THE TASK:
Reproduce every record below verbatim, line for line, and omit the pictures from the output.

+--

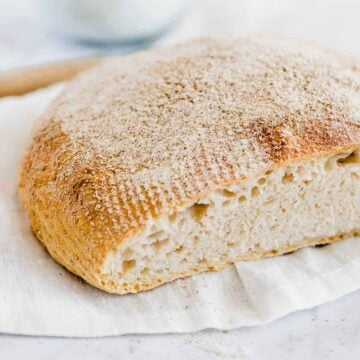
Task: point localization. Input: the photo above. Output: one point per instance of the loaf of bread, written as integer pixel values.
(173, 161)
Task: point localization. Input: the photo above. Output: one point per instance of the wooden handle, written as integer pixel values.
(22, 81)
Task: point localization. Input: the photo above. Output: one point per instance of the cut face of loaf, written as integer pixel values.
(164, 163)
(306, 203)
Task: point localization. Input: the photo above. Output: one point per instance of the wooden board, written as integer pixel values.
(22, 81)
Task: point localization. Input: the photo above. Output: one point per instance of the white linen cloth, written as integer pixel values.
(39, 297)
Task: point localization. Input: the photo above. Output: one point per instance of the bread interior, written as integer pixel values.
(313, 200)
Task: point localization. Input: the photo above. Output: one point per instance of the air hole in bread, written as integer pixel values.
(159, 244)
(199, 211)
(145, 271)
(128, 253)
(157, 235)
(179, 249)
(172, 218)
(262, 181)
(226, 202)
(127, 265)
(242, 198)
(287, 177)
(255, 191)
(349, 159)
(228, 193)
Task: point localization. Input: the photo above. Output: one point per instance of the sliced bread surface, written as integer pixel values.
(172, 161)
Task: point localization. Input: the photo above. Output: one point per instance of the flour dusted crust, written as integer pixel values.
(146, 135)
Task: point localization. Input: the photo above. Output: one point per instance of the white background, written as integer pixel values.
(328, 332)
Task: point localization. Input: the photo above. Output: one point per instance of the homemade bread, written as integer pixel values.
(173, 161)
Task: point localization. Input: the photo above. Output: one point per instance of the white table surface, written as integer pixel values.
(331, 331)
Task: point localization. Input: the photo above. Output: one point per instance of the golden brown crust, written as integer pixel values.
(142, 135)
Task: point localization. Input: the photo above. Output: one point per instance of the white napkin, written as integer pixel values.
(39, 297)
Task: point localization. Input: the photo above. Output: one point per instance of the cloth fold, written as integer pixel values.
(39, 297)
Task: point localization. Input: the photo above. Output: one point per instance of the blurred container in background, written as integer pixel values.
(120, 21)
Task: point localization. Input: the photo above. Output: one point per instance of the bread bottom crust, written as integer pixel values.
(112, 288)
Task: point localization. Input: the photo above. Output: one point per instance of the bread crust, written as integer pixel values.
(141, 136)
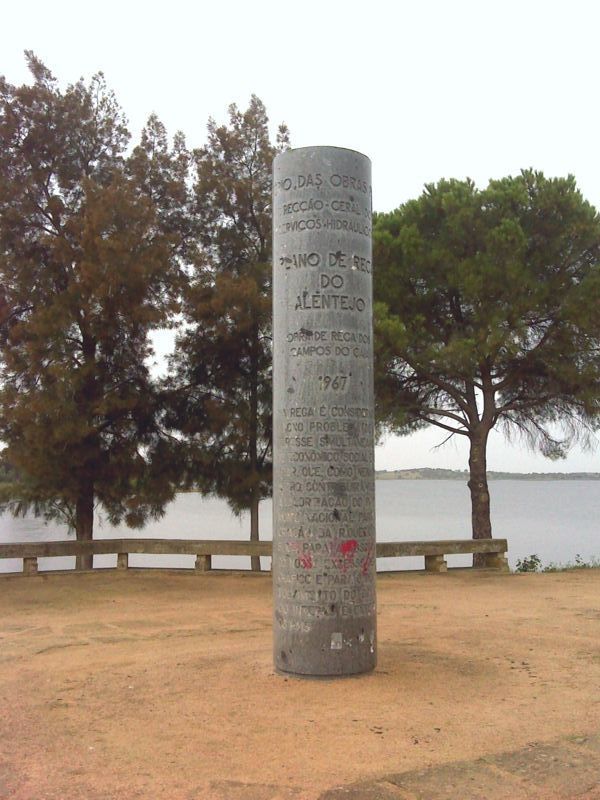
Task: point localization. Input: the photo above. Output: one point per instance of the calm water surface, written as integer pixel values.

+--

WORKED SOLUTION:
Task: point localization. Input: the photo above. Output: one point per instance of the loaf of bread, written as integer pixel values.
(173, 161)
Task: point localization. Input: the photo above. Output: one point per instance of the wooden handle, written as integer pixel values.
(22, 81)
Task: point localization. Input: the photo above. Output: one point per instance of the cut face of loaf, written as integer pixel values.
(164, 163)
(306, 203)
Task: point localization. Input: the photo above. Output: one point per instance of the wooden board, written as integer pixel values.
(22, 81)
Task: point localization. Input: the photo above. Output: one point per instance of the white linen cloth, written as integer pixel values.
(39, 297)
Task: point localization. Input: the photo above. Output: one point per instance of the bread interior, written as integer pixel values.
(313, 200)
Task: point localization. Input: the photo above. Output: one point per instance of the air hole in bread, written as integer pixel values.
(159, 244)
(199, 211)
(145, 271)
(128, 253)
(157, 235)
(179, 249)
(172, 218)
(262, 181)
(226, 202)
(127, 265)
(242, 198)
(287, 177)
(255, 191)
(349, 159)
(228, 193)
Task: point localization. Input: the photo above. Output: one point per instance of the sliced bread surface, written as integer pixel values.
(172, 161)
Task: point localization. Input: the photo above. Output: one point per instance of the flour dusted crust, written as integer pixel values.
(146, 135)
Task: point localization. Input: the photo above. Output: one point per instance of the white background, written as integer pixel values.
(328, 332)
Task: point localization. Input: the photo above. Output: one point per instance of the homemade bread, written as integer pixel values.
(173, 161)
Task: point localization. Input: the photo above. Output: one point per instance of the white table surface, written as integer pixel values.
(331, 331)
Task: point localization. Input: the photo above. Output: one point per instance of the golden brown crust, written as integer pixel values.
(142, 135)
Task: point localization. Input: the photo above. Output: one point per instance of the white napkin, written as integer pixel values.
(39, 297)
Task: point localization. Input: the photo above. Output: one point per instance of the cloth fold, written as integer pixel values.
(39, 297)
Task: point localization. Input: the photo above. Output: one point per instance of the blurred container in background, written as integer pixel values.
(120, 21)
Task: point localization. Input: the photo above. Output: one point per instance of the bread bottom crust, written as integer pixel values.
(112, 288)
Task: point localization. Input: the photo above. Output: one point per instance of the bread crust, written as integer pixel values.
(141, 136)
Task: point localization. Input: the photo above. Output: one point per instance of the calm water surface, written as integer pixel values.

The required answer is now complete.